§ Requests
[1] Print the stretch of the Oscar and Rasmus subtitles from "Yes, now the" through "her diamond necklace.", word for word.
[2] Please write what comes next in the Oscar and Rasmus subtitles, picking up after their final line.

Start Document passage

The girl didn't see it, because
she wanted to see the king.

- What times we live in.
- Poor Mrs. Hedberg.

- Her beautiful diamond necklace...
- What has happened?

- Mrs. Hedberg was robbed!
- She is still unconscious from the shock.

It was a tramp, and a little
boy he had with him!

(play the harmonica)

(Sings) Mondays I don't do a
thing, do a thing, do a thing

Tuesdays I see what the day will bring,
day will bring, day will bring

Wednesdays I stroll under skies
Thursdays I philosophize...

Yes, now the challenges that
you are always talking about start.

- Now I have to hide for the rest of my life.
- But, Oscar...

Yes, now that the sheriff
knows that I was in Sando on Thursday.

He thinks that a tramp with an accordion
has scared Mrs. Hedberg stiff.

And stolen her diamond necklace.
If she doesn't wake up I'm done for!

But you are as innocent as a bride!

The Celestial Hobo and God's own
cuckoo, but still I'm getting arrested.

(Sings) Fridays I do as I
please Saturday is weekend ease

No, it's really tightening up.

They can search till they get cross-
eyed. They'll never find us here.

Where have all the people who
used to live here gone?

I guess they have gone to
America every one of them.

- Didn't they want to stay any longer?
- It became too miserable out here.

But they had a great place to bathe. I
reckon there is nothing similar in America.

They could bathe in the clearest
waters in all of Minnesota-

- if they wanted to bathe,
that is.

(plays the harmonica)

The clearest waters in all of Minnesota...
I'd like to see that!

I say! You cleaned this place up!

I should clean my cloves
before I enter.

Does the gentleman want his
eiderdown here or elsewhere?

- Put it in the kitchen, in the bed.
- In the kitchen, in the bed it is!

It's really become stylish here.

Nice bed, Rasmus!


Oskar, imagine you were my dad
and we lived together in a house.

Would have been grand!

A tramp as a dad! Would have been
fine -fine as ham, no?


Of course.

Gosh, I'm really stuffed!

(sings) Wherever I go, wherever I turn
make sure that you're still my friend

Your days of youth will soon be gone
Your days of youth will soon be gone

They'll never ever
They'll never ever come again

No, they'll never ever come back again.

No, my dad is no tramp.

He has a shop with hot dogs
and candy.

My father is rich, but apart from
that he is like Oscar.

Good night.

He wraps the red silk carpet over me,
because mother is in Minnesota-

- and bathes in the clearest waters there
and writes in her letters:

"Soon I'm returning home and I'm
bringing along gifts to you all. "

- Oscar, do you think there are ghost here?
- Ha! Ha!

If there are, God's own cuckoo will
throw them in the lake.

End Document passage
Start Provided data

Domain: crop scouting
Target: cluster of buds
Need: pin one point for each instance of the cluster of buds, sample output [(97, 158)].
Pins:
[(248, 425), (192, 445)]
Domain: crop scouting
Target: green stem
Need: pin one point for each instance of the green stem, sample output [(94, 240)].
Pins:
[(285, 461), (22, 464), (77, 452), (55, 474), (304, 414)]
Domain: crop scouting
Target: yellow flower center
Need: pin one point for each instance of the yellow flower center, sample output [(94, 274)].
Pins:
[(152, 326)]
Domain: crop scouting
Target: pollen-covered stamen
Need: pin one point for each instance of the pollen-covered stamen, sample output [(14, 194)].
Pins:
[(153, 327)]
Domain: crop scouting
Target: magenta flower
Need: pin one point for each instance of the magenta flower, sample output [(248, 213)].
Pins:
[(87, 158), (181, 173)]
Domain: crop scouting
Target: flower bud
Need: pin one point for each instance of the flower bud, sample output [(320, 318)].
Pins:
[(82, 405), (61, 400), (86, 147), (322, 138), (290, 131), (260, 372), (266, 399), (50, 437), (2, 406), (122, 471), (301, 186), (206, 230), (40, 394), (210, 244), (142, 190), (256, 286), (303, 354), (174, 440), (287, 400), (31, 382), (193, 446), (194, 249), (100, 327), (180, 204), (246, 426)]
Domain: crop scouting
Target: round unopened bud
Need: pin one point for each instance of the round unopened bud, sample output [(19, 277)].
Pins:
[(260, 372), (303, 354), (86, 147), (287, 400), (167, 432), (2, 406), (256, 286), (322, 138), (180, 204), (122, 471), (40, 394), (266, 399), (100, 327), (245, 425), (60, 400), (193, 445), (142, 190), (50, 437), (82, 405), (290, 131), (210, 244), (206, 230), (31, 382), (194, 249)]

End Provided data

§ Answers for the tasks
[1]
Yes, now the challenges that
you are always talking about start.

- Now I have to hide for the rest of my life.
- But, Oscar...

Yes, now that the sheriff
knows that I was in Sando on Thursday.

He thinks that a tramp with an accordion
has scared Mrs. Hedberg stiff.

And stolen her diamond necklace.

[2]
(somebody whistles) -
Oscar, do you hear? - Yes...

How great it is to have lots
of money!

Your whole body sings, and even
your appendix crumbles.

- Can't we just take it all and leave?
- No, we're staying at the hotel...

...till the whole affair calms down,
looking as innocent as little lambs.

Put the necklace here.

Finally I will be able to live
like the gentleman I am!

Champagne, Russian caviar,

Madman! I will simply buy house in
Tidaholm, that way I know what I am.

In Tidaholm!
Yes, that way you know what you have...

Hilding Lif doesn't settle for petty crap.
He must have... the whole shit.

Help, I'm afraid.

- Wow...!
- That's a way to phrase it.

Tomorrow we'll bring it all
to the police, right?

Mrs. Hedberg's necklace!

No, we'll do it with cunning, the lady
said, and killed the lice with her toes.

We'll hide it all somewhere safe and
write to the sheriff to tell-

- where he can pick it up.

Newly picked flowers... in a bottle...
on a box...

Now you look like king Solomon
in person!

Yes, you have to be beautiful
a time or two in life too!

I want you to look like king Solomon.
You need to look more handsome.

(door opens)

Newly picked flowers in a bottle
on a box! Just like I said!

- It's gone.
- Search everywhere.

They can't have left the house!

Liander! Search everywhere!
Where are you? Look in the attic!

- Well?
- The tramp and the kid!

He's wearing the necklace!

Go, Rasmus! Run! Quick!

Get the kid,
he's running for help!


Lif!.Lif!. Come and let me out!

Rasmus! Rasmus!

Here I am!

- Where is he?
- He takes a nap! Where is the other one?

- I locked him up in the potato cellar.
- King of Giants! Give me the firearm!

I threw it in the lake. Was that stupid?

No, it was wise,
we are no great shots. Come!

I can't,
I have run several miles.

Little boy. Jump up here!
We have to leave, you see.

The faster, the better.

It's a sad thing, you tramps who
have to roam around all the time.

- And they don't get into heaven.
- Little-Sara has gotten that all wrong.

She thinks that she will get into heaven
because she sits on her behind all day.

- That can turn out wrong as well.
- We'll see how it ends.

He wants some coffee as well?

And a sandwich. But without
butter, that will have to wait.

Little-Sara is good and will get
into heaven.

Give this letter to the sheriff.
It's extremely urgent.

But I won't talk to him.
I'll simply hand him the letter and leave-

- or he'll start nagging and insist
that I be moved to the alms house.

- Just give him the letter.
- I don't want to. But I'll do it anyway.

The priest says we should be kind
to the poor. And Oscar is poor.

- What did you write to the sheriff?
- That I am innocent as a bride...

...and that the crooks stay at the hotel
and where I have hidden the goods.

- Where did you hide it?
- A secret place.

I don't want the King of Giants to be
mixed into this nasty business.

Look, Oscar! Look!
They are all from Vasterhaga!

The one running there is Gunnar.

I have to talk to him.

I'll stay and guard the clothes.

If there are someone who would
want those old rugs...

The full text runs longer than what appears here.